◆ Extrait du document:
16Concevoir ainsi l’approche du ressenti des acteurs ne revient pas à prendre pour argent comptant la parole des enquêtés, mais à travailler au plus près de leurs catégories de perception. Pour le dire autrement, notre propos n’est pas tant de saisir si les logiques et les pratiques vécues comme discriminatoires par les parents d’élèves le sont réellement, mais de comprendre comment et pourquoi ils sont conduits à mobiliser ce registre plutôt que d’autres. Le ressenti des parents, qu’il s’agisse de la ségrégation, des verdicts institutionnels, du comportement des autres acteurs, de la scolarité de leurs enfants, et bien évidemment des discriminations, n’est ici traité que de ce seul point de vue. C’est la raison pour laquelle nous parlons du « sentiment de discrimination », pour bien signifier que nous nous limitons au domaine des représentations, et qu’il ne s’agit pas de proposer une analyse objective des procédures elles-mêmes et de leur éventuel caractère discriminatoire.

L’enquête

Trente-deux entretiens semi-directifs ont été réalisés entre juillet 2010 et avril 2011 auprès de trente-quatre parents ayant effectué une demande de dérogation à l’entrée en 6e pour l’année scolaire 2010-2011. Vingt-deux entretiens ont été réalisés dans les Hauts-de-Seine (11 mères, 4 pères, et 4 couples), et dix en Seine-Saint-Denis (8 mères, 1 père, 1 couple).
L’entrée en contact avec les parents s’est effectuée par le biais de l’ajout d’un coupon présentant l’enquête aux courriers envoyés par les inspections d’académie des Hauts-de-Seine et de Seine-Saint-Denis pour les informer de l’issue de leur demande, ces dernières ne pouvant communiquer directement les coordonnées des familles concernées. Le moindre nombre d’entretiens réalisés en Seine-Saint-Denis s’explique ainsi par le fait qu’aucune réponse de parents désireux de nous rencontrer ne nous en est parvenue, contre plus d’une centaine dans le cas des Hauts-de-Seine. Les entretiens réalisés en Seine-Saint-Denis l’ont donc été à Bondy et à Clichy-sous-Bois dans le cadre d’une enquête de terrain ad hoc, tandis que la diversité des communes de résidence des enquêtés est plus marquée dans les Hauts-de-Seine [19].

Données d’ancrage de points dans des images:
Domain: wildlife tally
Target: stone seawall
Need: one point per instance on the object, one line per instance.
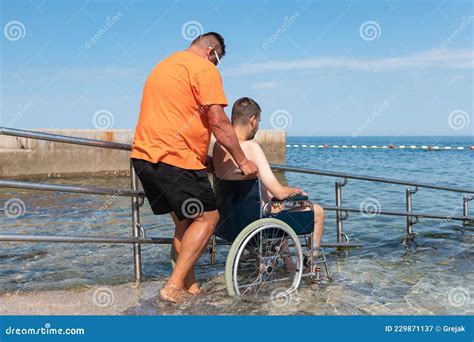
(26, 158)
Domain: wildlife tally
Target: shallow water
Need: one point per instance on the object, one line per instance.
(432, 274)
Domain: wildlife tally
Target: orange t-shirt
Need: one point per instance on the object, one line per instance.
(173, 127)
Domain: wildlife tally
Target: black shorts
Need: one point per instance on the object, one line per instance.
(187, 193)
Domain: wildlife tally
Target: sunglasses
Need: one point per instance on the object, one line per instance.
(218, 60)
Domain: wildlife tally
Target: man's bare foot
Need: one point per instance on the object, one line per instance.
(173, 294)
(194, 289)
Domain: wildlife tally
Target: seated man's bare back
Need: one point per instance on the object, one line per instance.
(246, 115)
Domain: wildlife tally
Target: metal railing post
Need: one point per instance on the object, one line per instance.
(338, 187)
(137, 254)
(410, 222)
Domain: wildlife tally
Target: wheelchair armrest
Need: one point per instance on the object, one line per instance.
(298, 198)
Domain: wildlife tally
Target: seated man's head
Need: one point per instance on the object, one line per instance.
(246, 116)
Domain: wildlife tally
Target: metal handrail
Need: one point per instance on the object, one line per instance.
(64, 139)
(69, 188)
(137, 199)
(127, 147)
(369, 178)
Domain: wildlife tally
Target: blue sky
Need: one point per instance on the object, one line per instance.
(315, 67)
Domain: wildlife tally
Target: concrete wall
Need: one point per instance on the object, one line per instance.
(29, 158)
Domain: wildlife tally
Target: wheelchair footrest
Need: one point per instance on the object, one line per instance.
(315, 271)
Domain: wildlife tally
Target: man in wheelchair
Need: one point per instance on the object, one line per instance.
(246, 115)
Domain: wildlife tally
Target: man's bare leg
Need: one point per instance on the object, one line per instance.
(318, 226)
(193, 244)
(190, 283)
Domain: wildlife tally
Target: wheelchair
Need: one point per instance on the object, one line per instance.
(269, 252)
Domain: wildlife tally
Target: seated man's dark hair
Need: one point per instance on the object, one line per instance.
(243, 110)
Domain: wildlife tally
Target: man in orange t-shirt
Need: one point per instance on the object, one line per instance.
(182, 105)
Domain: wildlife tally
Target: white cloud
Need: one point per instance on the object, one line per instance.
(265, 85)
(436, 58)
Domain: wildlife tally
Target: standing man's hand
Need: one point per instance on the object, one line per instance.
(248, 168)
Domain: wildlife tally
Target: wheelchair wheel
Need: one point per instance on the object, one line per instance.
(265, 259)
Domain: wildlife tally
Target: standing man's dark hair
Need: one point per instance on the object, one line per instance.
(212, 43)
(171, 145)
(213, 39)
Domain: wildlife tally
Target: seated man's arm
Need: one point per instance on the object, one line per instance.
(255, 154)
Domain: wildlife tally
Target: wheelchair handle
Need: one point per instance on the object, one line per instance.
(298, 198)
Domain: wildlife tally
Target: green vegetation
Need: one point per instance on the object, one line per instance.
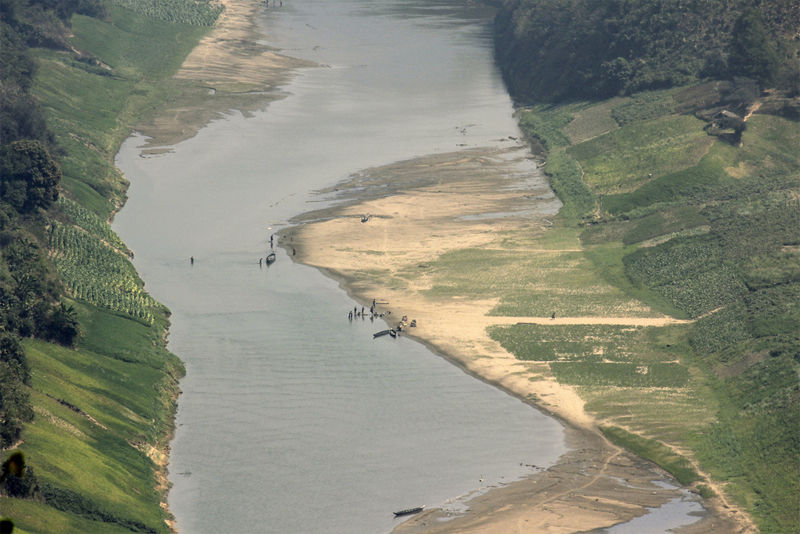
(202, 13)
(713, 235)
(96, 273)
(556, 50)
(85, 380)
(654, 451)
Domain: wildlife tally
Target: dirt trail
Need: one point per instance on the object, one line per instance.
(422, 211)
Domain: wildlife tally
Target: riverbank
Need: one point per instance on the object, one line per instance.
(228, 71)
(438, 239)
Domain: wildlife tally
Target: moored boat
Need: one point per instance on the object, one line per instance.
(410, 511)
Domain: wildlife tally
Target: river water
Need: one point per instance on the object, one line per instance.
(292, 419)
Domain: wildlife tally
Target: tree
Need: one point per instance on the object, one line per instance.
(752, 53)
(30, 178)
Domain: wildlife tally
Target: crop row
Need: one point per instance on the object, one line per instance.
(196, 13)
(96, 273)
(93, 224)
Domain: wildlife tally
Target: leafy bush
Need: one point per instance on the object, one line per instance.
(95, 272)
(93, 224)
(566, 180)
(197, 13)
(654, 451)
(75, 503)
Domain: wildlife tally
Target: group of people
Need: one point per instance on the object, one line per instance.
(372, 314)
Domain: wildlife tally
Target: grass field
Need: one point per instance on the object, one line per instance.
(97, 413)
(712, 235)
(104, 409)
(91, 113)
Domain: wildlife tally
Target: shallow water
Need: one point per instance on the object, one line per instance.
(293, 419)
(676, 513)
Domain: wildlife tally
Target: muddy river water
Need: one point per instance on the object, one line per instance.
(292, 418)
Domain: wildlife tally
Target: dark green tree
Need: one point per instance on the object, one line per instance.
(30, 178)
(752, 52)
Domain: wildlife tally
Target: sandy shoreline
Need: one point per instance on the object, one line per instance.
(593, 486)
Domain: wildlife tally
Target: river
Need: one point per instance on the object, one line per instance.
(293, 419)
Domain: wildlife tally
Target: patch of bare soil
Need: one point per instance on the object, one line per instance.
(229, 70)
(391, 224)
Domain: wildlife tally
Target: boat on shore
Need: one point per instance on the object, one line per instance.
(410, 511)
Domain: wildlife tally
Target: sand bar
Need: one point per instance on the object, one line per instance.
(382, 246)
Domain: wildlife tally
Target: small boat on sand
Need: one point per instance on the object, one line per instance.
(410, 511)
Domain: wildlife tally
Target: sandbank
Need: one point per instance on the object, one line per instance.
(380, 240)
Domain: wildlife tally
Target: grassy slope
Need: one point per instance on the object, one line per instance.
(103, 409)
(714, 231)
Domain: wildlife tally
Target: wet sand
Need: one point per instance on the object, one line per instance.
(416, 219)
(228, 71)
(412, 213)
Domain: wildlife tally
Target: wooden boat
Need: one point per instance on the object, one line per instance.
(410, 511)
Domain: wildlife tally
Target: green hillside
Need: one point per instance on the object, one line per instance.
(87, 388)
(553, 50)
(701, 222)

◆ À faire:
a - Dans le texte sur le sentiment de discrimination des parents d’élèves, recopiez la partie qui s’ouvre sur les mots « Trente-deux entretiens semi-directifs » et s’achève sur « (8 mères, 1 père, 1 couple). », en substituant « entrevues » à « entretiens ».
b - Reprenez le texte sur le sentiment de discrimination des parents d’élèves là où il s’arrête et poursuivez-le.
Vous n’avez pas besoin de ce matériel.

◆ Résultats obtenus:
a -
Trente-deux entrevues semi-directifs ont été réalisés entre juillet 2010 et avril 2011 auprès de trente-quatre parents ayant effectué une demande de dérogation à l’entrée en 6e pour l’année scolaire 2010-2011. Vingt-deux entrevues ont été réalisés dans les Hauts-de-Seine (11 mères, 4 pères, et 4 couples), et dix en Seine-Saint-Denis (8 mères, 1 père, 1 couple).

b -
Trois des entretiens sont des répliques d’entretiens réalisés auprès de mères de famille qu’il a semblé intéressant de revoir après deux trimestres de fréquentation de collèges de secteur qu’elles étaient désespérées de ne pouvoir éviter au moment du premier entretien. Le matériau recueilli l’a donc été auprès de vingt-neuf ménages : cinq d’entre eux ont obtenu un accord immédiat pour leur demande de dérogation, un autre suite au recours gracieux. Six s’étaient vus signifier un refus et attendaient une réponse à leur recours au moment de l’entretien, et dix-sept avaient choisi de ne pas emprunter cette voie. Un ménage n’avait pas fait de demande de dérogation, mais s’était vu refuser l’inscription en 6e dans le privé.
Du point de vue de l’origine nationale, plus de la moitié des ménages étaient composés de parents nés hors de France ou d’origine étrangère. Le Maghreb est de loin l’aire géographique la plus représentée dans notre échantillon (Maroc et Algérie, 10 ménages), devant l’Afrique subsaharienne, le Portugal, les Comores et Haïti. La modalité dominante du niveau de diplôme de la mère est « aucun diplôme » (12/29), illustration du profil populaire des parents rencontrés.

Les attentes des parents : méritocratie et traitement personnalisé

17Les orientations et les valeurs portées par un dispositif sont plus ou moins fidèlement relayées par les acteurs publics chargés de sa mise en œuvre ; mais elles ne correspondent pas nécessairement non plus à celles mobilisées par les populations concernées. Dans le cas de l’assouplissement de la carte scolaire, les valeurs de libre choix, de mixité et d’égalité des chances n’ont le même sens ni la même importance non seulement pour tous les acteurs publics, mais aussi pour les parents d’élèves. Beaucoup de parents s’attendaient ainsi à un traitement personnalisé de leur demande de dérogation : un certain nombre d’entre eux pensaient en particulier que la prise en compte de la situation scolaire de l’enfant (notes, appréciations, comportements, absences, etc.) allait davantage intervenir dans le processus d’évaluation de la demande, l’idée selon laquelle les « bons » élèves allaient être privilégiés étant largement diffuse.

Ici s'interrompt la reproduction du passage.